◆ INSTRUCTIONS FOR THE TASK ◆
For each line below that includes the word "coronilla", make a copy.

◆ DATASET ENTRIES ◆
= Beginning of Section =

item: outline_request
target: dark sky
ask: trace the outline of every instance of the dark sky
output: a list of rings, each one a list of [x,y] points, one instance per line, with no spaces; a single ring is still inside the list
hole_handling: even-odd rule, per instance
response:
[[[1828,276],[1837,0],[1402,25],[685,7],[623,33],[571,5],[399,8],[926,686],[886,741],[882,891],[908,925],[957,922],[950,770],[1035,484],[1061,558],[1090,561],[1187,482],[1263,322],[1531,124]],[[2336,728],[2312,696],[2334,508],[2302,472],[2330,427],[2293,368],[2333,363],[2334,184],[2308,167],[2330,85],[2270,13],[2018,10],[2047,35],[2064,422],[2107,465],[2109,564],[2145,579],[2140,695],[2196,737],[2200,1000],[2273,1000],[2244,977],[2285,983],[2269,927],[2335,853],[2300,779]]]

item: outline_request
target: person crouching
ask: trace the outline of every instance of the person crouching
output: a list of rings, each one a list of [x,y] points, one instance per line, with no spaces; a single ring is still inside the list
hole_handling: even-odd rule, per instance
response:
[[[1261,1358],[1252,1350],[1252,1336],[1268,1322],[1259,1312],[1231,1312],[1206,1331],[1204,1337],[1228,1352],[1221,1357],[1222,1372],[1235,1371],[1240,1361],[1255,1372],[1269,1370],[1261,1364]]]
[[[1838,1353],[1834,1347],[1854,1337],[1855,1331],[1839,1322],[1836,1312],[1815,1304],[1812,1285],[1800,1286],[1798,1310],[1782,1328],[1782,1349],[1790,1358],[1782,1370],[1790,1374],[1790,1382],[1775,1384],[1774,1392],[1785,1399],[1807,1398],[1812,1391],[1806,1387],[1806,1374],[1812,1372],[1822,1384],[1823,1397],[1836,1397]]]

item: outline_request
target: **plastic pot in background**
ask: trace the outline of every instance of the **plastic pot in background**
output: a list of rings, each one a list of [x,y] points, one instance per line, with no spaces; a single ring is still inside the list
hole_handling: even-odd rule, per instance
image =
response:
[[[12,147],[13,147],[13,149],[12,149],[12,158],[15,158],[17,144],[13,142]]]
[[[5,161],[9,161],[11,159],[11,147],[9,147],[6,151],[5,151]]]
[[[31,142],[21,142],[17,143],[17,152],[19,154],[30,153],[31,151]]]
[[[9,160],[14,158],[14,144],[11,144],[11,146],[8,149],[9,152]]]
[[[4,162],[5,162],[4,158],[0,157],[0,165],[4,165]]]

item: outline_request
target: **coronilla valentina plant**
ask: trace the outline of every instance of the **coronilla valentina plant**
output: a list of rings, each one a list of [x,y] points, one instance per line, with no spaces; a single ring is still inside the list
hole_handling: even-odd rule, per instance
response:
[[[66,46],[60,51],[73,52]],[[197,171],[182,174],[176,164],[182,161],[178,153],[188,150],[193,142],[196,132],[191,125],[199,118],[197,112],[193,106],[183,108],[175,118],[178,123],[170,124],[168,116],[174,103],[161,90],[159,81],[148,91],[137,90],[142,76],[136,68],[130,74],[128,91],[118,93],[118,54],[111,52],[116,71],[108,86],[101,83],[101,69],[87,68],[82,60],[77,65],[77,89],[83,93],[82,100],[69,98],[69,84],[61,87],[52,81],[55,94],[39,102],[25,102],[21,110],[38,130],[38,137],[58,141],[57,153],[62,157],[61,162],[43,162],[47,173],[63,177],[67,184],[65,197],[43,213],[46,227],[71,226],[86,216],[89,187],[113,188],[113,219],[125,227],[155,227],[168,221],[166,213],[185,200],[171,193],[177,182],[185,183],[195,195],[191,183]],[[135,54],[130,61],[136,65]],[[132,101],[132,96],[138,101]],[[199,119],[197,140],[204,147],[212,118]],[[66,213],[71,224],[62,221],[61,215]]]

= End of Section =

◆ TASK RESPONSE ◆
target: **coronilla valentina plant**
ask: trace the outline of every instance of the **coronilla valentina plant**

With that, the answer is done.